_Sayfa alıntısı_
═══

Çölaşan dün yayımladığı yazıda, “Ben söylenti ve iddia dedim, özellikle de bu kelimeleri kullandım” diyerek işin içinden sıyrılmaya çalıştı. Üstüne bir de Vatan Partisi’nin Türk siyasetinde hiçbir etkisi olmadığını iddia ederek kara propagandasına devam etti. İddia, söylenti veya başka bir şey de olsa Çölaşan, bu yalanlara aracı olmuştur. Çölaşan milli medyayı yalan, iftira ve kara propagandayla yıpratma çabasındadır.

SORUMLU, ÇÖZÜM ODAKLI GAZETECİLİK

Çölaşan’ın yazının yayınlandığı gün bir başka gazetede daha, yalan haberciliğin beraberinde getirdiği sonuçları net bir şekilde gördük. Cumhuriyet gazetesinin manşetinde bir haber başlığı yoktu. Başlıkta yazan üç kelime şunlardı:

“Cevap ve Düzeltme”

Bir zamanlar Uğur Mumcu’nun gerçeklerin peşinden koşan gazetesi Cumhuriyet, 31 Ocak 2021 tarihinde Bilal Erdoğan’la ilgili yaptığı haber dolayısıyla tekzip yayınlamak zorunda kaldı. Üstelik bu ilk de değildi. Cumhuriyet benzer “manşetleri” önceki dönemlerde de atmıştı. Bunlar ‘muhalefet’ yapacağız derken gerçeğe yabancılaşmanın net örnekleridir. İlkesizlik ilkesi, basınımızı gerçeklere gözünü kapatan bir “muhalifliğe” sürüklemektedir. Bunun sonucunda da düştüğünüz yer maalesef Türkiye’nin karşısı, Biden’in yanıdır.

═══

_Veri kümesi_
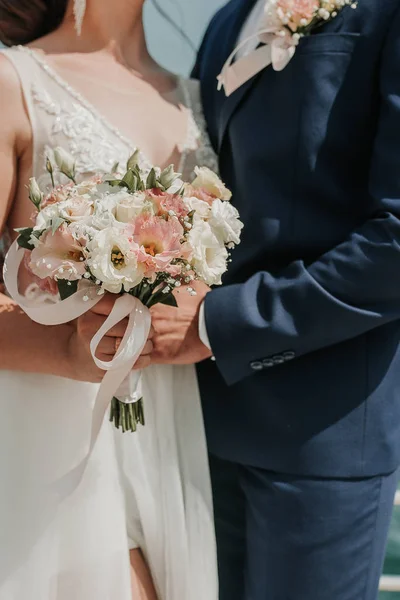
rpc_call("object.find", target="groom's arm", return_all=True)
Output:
[205,5,400,384]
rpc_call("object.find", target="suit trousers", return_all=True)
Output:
[210,455,398,600]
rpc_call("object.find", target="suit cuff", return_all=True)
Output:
[199,302,211,350]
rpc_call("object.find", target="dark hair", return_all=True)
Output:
[0,0,68,46]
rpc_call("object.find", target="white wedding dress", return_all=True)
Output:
[0,48,218,600]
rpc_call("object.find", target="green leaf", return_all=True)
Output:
[16,227,35,250]
[146,169,157,190]
[146,291,178,308]
[51,217,64,235]
[57,279,78,300]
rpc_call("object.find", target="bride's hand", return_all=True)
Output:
[67,294,153,383]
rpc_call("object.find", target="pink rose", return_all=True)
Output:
[276,0,320,31]
[146,188,188,219]
[132,215,185,277]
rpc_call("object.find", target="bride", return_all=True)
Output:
[0,0,217,600]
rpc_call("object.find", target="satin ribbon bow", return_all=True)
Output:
[217,26,298,96]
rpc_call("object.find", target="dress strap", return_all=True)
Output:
[0,47,46,174]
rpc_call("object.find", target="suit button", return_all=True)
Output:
[250,360,264,371]
[272,354,285,365]
[263,358,274,369]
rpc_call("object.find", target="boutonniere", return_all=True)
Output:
[218,0,358,96]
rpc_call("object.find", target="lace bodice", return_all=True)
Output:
[3,46,217,185]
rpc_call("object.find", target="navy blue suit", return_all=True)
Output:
[194,0,400,600]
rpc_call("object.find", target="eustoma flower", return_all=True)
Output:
[28,224,86,281]
[218,0,358,96]
[132,215,184,277]
[11,148,243,431]
[87,227,144,294]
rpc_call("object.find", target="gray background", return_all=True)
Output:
[145,0,226,75]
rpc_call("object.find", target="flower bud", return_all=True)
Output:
[29,177,43,210]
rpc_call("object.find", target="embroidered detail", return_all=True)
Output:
[32,84,133,174]
[18,46,218,177]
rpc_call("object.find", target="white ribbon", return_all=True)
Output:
[217,27,298,96]
[4,242,151,495]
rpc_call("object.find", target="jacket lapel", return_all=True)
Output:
[218,0,257,149]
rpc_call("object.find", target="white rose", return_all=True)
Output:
[209,200,243,244]
[114,190,146,223]
[192,167,232,200]
[183,197,211,220]
[188,220,228,285]
[58,196,93,223]
[87,228,144,294]
[33,204,60,231]
[91,193,119,230]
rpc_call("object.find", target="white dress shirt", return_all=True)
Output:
[199,0,265,350]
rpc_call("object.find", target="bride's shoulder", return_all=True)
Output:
[0,49,29,139]
[0,49,21,109]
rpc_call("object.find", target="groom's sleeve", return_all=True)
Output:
[205,5,400,385]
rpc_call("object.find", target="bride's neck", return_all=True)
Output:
[43,0,151,69]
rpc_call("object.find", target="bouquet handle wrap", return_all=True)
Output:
[4,242,151,495]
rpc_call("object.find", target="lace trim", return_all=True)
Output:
[17,46,205,176]
[17,46,218,180]
[31,84,131,179]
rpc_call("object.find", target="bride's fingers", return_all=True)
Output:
[133,355,151,371]
[96,336,121,360]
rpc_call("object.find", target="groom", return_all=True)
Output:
[148,0,400,600]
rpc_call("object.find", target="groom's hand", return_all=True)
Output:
[151,281,212,365]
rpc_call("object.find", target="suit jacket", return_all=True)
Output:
[194,0,400,477]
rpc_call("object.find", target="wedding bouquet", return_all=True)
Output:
[17,148,243,431]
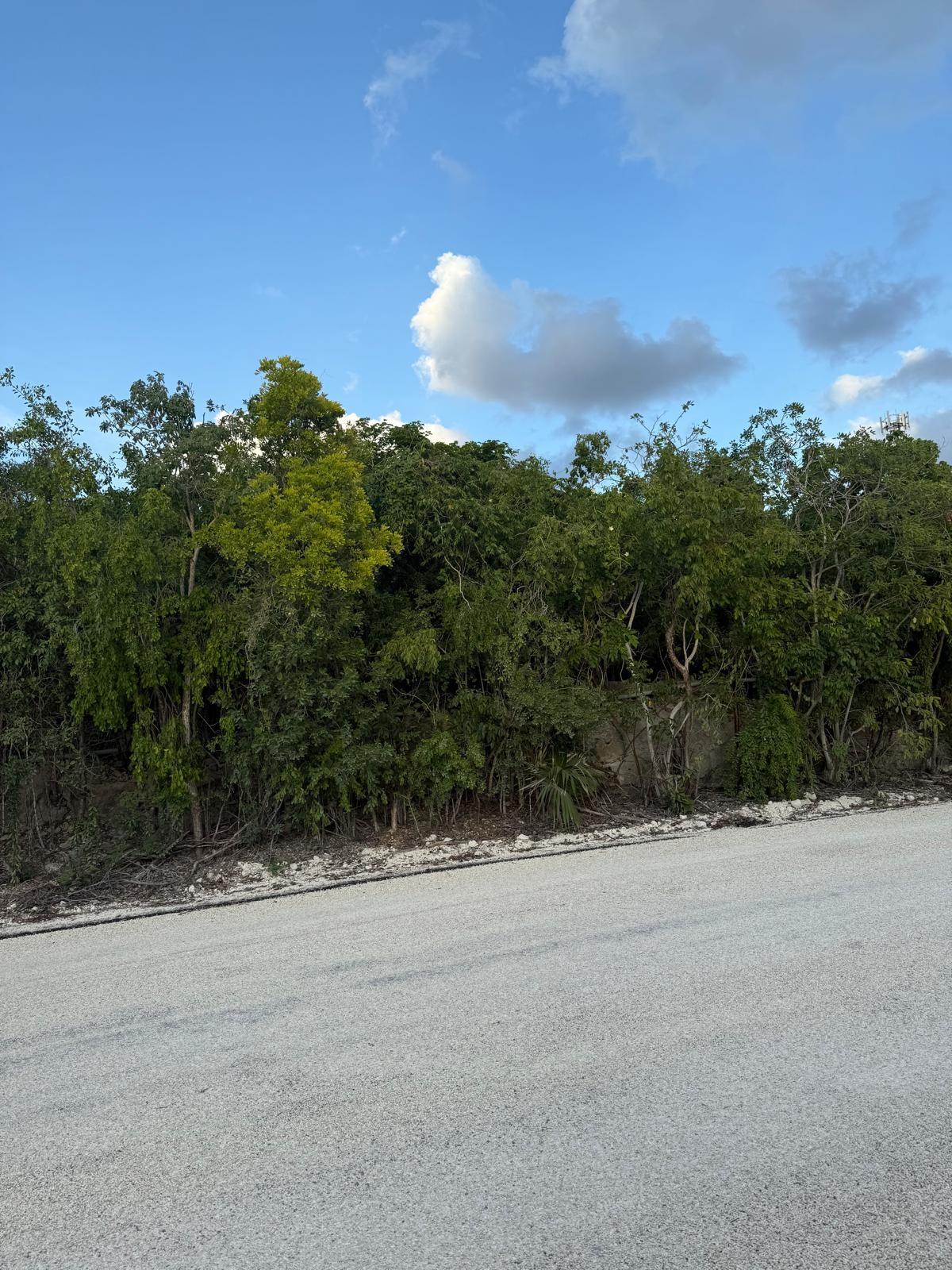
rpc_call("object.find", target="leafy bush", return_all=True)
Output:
[730,694,808,802]
[523,754,601,829]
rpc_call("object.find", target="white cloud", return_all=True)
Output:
[363,21,470,144]
[827,344,952,406]
[781,252,937,356]
[533,0,952,167]
[846,410,952,451]
[411,252,743,417]
[827,375,885,406]
[340,410,471,446]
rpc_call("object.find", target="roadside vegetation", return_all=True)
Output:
[0,357,952,885]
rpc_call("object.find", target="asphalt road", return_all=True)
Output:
[0,805,952,1270]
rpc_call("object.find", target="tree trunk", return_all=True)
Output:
[182,671,205,843]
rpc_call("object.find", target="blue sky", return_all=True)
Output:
[0,0,952,456]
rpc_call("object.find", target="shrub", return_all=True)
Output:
[728,694,808,802]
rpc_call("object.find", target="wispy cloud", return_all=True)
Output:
[532,0,952,167]
[779,252,938,356]
[430,150,474,190]
[340,410,471,446]
[827,344,952,406]
[895,189,943,248]
[363,21,470,146]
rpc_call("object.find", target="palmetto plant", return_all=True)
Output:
[522,754,601,829]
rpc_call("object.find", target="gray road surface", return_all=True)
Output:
[0,806,952,1270]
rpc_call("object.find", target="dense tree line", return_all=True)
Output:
[0,358,952,878]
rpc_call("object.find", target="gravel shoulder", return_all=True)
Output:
[0,804,952,1270]
[0,783,952,940]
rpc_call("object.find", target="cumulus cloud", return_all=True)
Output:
[781,254,937,356]
[363,21,470,144]
[340,410,471,446]
[827,344,952,406]
[532,0,952,165]
[411,252,743,415]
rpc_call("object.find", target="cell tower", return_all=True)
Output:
[880,410,909,436]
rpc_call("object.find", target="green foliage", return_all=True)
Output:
[523,754,601,829]
[731,694,808,802]
[0,368,952,881]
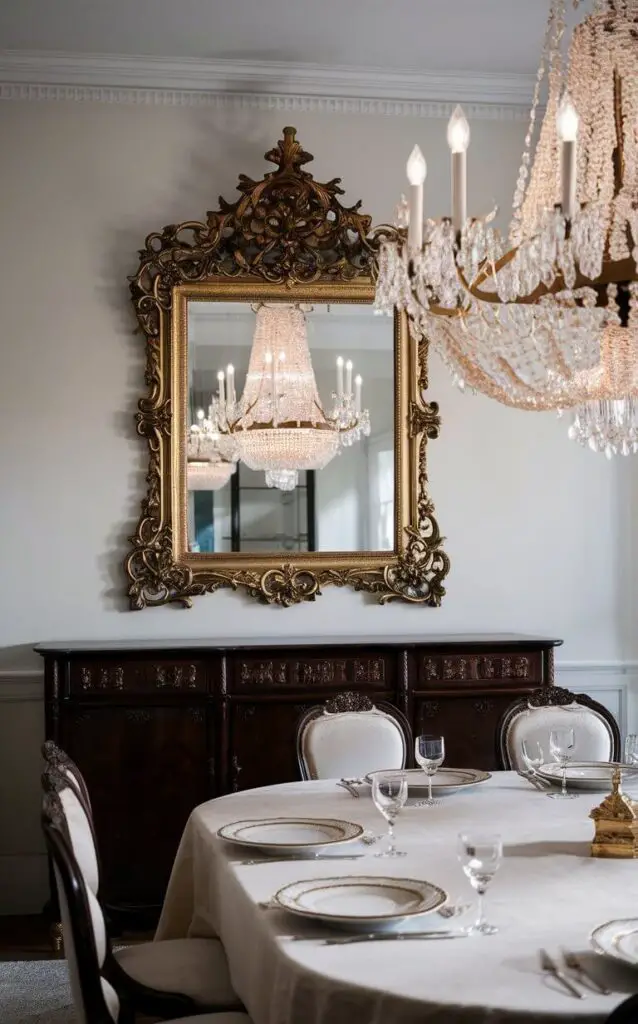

═══

_Yapılacak işler_
a) Sayfa alıntısında adı geçen bütün kişileri sıralayın.
b) Sayfa alıntısına göre Cumhuriyet gazetesinin manşetinde hangi üç kelime yazıyordu?
c) Çölaşan'ı ve Cumhuriyet gazetesini eleştiren yazıyı son cümlesinin ardından sürdürün.

_Görev sonuçları_
a) Çölaşan, Uğur Mumcu, Bilal Erdoğan, Biden

b) "Cevap ve Düzeltme"

c)
Gazeteci sorumluluğu, ülkesinin ve milletinin çıkarlarının yanında olmaktır. Ülkesinin içinde bulunduğu sorunlara karşı çözüm üreten, yol gösteren tarafta olmaktır. Burada Aydınlık’ın başarılarını saymakla bitiremeyiz.

Aydınlık’ın sayfalarında her gün, üreten Türkiye’nin Avrasya’da konumlanışını görebilirsiniz. Mehmetçiğimizin terör örgütü PKK’ya karşı kahramanca mücadelesi, Diyarbakır Annelerinin HDP’yi mahkûm edişi, emekçilerimizin alın terini ve daha pek çoğunu… Sadece bunlar mı? Türkiye’nin sorunlarına ışık tutan çözümleri de Aydınlık’ta bulabilirsiniz.

15 Temmuz FETÖ darbe girişimi öncesinde Türkiye’de bir Amerikancı darbe tehlikesinin olduğu uyarısını Aydınlık defalarca kez yaptı. Sorumlu gazetecilik gereğini yerine getirdi. 16 Temmuz günü, “Türk Ordusu ve Türk Milleti Amerikancı Kalkışmayı Bozguna Uğrattı” manşetini attı.

Peki, “yandaş” olmamayı tercih eden “muhalif” gazeteciler darbe için ne dedi? Tiyatro!

Sorumlu gazeteciliğin bir başka örneğini, Aydınlık’ın dünkü sürmanşetinde de bulabilirsiniz. Ulusal Kanal ve Aydınlık muhabiri Seda Akyüz, Dışişleri Bakanı Mevlüt Çavuşoğlu’na sorduğu soruyla Türkiye-Mısır yakınlaşmasının üzerinde durulmasına katkı sağladı. Türkiye’nin Mısır’la ilişkilerinin iyileşmesi, Doğu Akdeniz’de ABD, Fransa, İsrail, Yunanistan, BAE ittifakını zora sokacak bir hamledir. Türkiye’nin önündeki bu zorunluluğu Türk milletine anlatmak, işte bu sorumlu gazeteciliğin gereğidir. Aydınlık ve Ulusal Kanal, yalan ve iftiralarla gündem yaratmaya çalışanlara gazetecilik dersi vermektedir.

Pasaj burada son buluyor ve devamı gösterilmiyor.